§ **TASK DESCRIPTION**
Will you quote all of the entries, word for word?

═══

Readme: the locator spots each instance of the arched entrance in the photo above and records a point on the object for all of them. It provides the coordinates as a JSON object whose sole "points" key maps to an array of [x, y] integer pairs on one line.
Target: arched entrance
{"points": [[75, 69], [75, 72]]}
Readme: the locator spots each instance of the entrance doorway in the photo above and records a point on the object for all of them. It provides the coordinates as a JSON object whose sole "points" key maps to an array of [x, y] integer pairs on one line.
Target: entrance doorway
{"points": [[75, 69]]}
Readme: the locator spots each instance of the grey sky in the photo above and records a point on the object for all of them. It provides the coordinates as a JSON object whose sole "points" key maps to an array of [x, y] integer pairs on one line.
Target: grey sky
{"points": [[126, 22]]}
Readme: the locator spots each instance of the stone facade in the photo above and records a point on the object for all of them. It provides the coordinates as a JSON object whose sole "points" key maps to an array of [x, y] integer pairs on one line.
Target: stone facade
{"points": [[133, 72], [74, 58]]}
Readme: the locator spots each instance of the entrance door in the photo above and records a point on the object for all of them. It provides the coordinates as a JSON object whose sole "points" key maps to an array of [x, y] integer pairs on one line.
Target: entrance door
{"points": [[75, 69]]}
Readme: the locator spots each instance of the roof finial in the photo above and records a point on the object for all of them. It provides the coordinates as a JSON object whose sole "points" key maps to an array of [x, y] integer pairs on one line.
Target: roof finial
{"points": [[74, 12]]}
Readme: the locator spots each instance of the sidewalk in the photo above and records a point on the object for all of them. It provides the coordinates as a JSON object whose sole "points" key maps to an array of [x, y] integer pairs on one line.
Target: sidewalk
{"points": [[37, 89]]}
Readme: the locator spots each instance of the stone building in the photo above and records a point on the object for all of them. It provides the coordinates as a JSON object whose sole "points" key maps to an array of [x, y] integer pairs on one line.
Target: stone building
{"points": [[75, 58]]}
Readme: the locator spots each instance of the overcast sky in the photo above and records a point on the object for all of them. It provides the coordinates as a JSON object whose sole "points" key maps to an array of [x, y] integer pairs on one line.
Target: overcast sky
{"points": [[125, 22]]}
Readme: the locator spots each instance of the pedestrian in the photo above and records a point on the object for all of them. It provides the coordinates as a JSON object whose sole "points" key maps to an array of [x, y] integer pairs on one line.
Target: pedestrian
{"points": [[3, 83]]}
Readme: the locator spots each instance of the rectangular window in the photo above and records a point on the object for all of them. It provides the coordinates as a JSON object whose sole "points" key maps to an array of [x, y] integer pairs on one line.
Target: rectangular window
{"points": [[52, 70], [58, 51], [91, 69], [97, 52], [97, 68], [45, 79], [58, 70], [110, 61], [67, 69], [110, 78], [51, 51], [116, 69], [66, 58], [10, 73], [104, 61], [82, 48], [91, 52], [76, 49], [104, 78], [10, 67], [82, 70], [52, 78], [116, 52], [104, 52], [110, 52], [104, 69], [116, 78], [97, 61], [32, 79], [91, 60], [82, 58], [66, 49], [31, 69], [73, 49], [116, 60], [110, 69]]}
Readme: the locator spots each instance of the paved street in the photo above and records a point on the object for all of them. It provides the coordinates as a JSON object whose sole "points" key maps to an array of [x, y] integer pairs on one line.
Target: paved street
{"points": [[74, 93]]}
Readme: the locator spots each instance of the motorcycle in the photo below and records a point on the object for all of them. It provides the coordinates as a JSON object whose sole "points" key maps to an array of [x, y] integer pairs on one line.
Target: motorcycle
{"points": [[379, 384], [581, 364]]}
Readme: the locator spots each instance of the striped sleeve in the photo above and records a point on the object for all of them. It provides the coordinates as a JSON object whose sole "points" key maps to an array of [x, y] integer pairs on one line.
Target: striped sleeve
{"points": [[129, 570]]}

═══

§ **RESULT FOR THIS EXERCISE**
Readme: the locator spots each instance of the arched entrance in the photo above and records a point on the object for all of them. It provides the coordinates as a JSON object whose sole "points" key maps to an array of [x, y] integer pairs on one line.
Target: arched entrance
{"points": [[75, 69], [75, 72]]}
Readme: the locator spots each instance of the entrance doorway in the photo above and records a point on the object for all of them. It provides the coordinates as a JSON object whose sole "points" key maps to an array of [x, y] integer pairs on one line.
Target: entrance doorway
{"points": [[75, 69]]}
Readme: the locator spots each instance of the grey sky in the photo above and records a point on the object for all of them. It provides the coordinates as a JSON object whose sole "points" key maps to an array of [x, y] integer pairs on one line.
Target: grey sky
{"points": [[126, 22]]}
Readme: the locator spots each instance of the stone facade in the photo above and records a point on the object for all of them. It provides the coordinates as a JSON object whose sole "points" key maps to an array of [x, y] integer pairs on one line.
Target: stone facade
{"points": [[133, 72], [74, 58]]}
Readme: the locator spots each instance of the entrance door in the photo above and records a point on the object for all of them. It provides the coordinates as a JSON object whose sole "points" key maps to an array of [x, y] integer pairs on one line.
Target: entrance door
{"points": [[75, 69]]}
Readme: the locator spots each instance of the roof finial in the photo above and records a point on the object for all of them. It provides the coordinates as a JSON object whose sole "points" key maps to an array of [x, y] integer pairs on one line.
Target: roof finial
{"points": [[74, 12]]}
Readme: the locator spots each instance of the sidewalk in the photo above and records a point on the object for all of them. It provides the coordinates as a JSON object whose sole "points" key maps to an array of [x, y] integer pairs on one line.
Target: sidewalk
{"points": [[37, 89]]}
Readme: the locator spots each instance of the stone building in the photo above and records a point on the object for all of them. It provides the coordinates as a JSON object whose sole "points" key maps to an array of [x, y] integer pairs on one line.
Target: stone building
{"points": [[75, 58]]}
Readme: the locator spots each instance of the overcast sky in the photo above and records a point on the object for all of them. It provides the coordinates as a JSON object whose sole "points" key maps to an array of [x, y] integer pairs on one line.
Target: overcast sky
{"points": [[125, 22]]}
Readme: the locator spots each instance of the pedestrian in the photo above and records a point on the object for all of them. It provides the coordinates as a JSON object whose sole "points" key maps to an array of [x, y] integer pairs on one line.
Target: pedestrian
{"points": [[3, 83]]}
Readme: the locator spots each instance of the rectangular window in the photo above and records a point on the object for all of them. It provides the coordinates as a JSON object whose sole "points" key maps to an array of [x, y] integer pairs on one line.
Target: rectangular window
{"points": [[52, 70], [58, 51], [91, 69], [97, 52], [97, 68], [45, 79], [58, 70], [110, 61], [67, 69], [110, 78], [51, 51], [116, 69], [66, 58], [10, 73], [104, 61], [82, 48], [91, 52], [76, 49], [104, 78], [10, 67], [82, 70], [52, 78], [116, 52], [104, 52], [110, 52], [104, 69], [116, 78], [97, 61], [32, 79], [91, 60], [82, 58], [66, 49], [31, 69], [73, 49], [116, 60], [110, 69]]}
Readme: the locator spots each instance of the paved street in the photo above and records a point on the object for all of them. It provides the coordinates as a JSON object whose sole "points" key maps to an array of [x, y] integer pairs on one line.
Target: paved street
{"points": [[74, 93]]}
Readme: the locator spots each instance of the motorcycle in the photo below and records a point on the object for all of them. It provides the coordinates as a JSON object whose sole "points" key maps to an array of [x, y] integer pairs on one line.
Target: motorcycle
{"points": [[379, 384], [581, 364]]}
Readme: the locator spots each instance of the striped sleeve in the photo above and records a point on the object for all of them. It provides the coordinates as a JSON object whose sole "points" key maps to an array of [x, y] integer pairs on one line.
Target: striped sleeve
{"points": [[129, 570]]}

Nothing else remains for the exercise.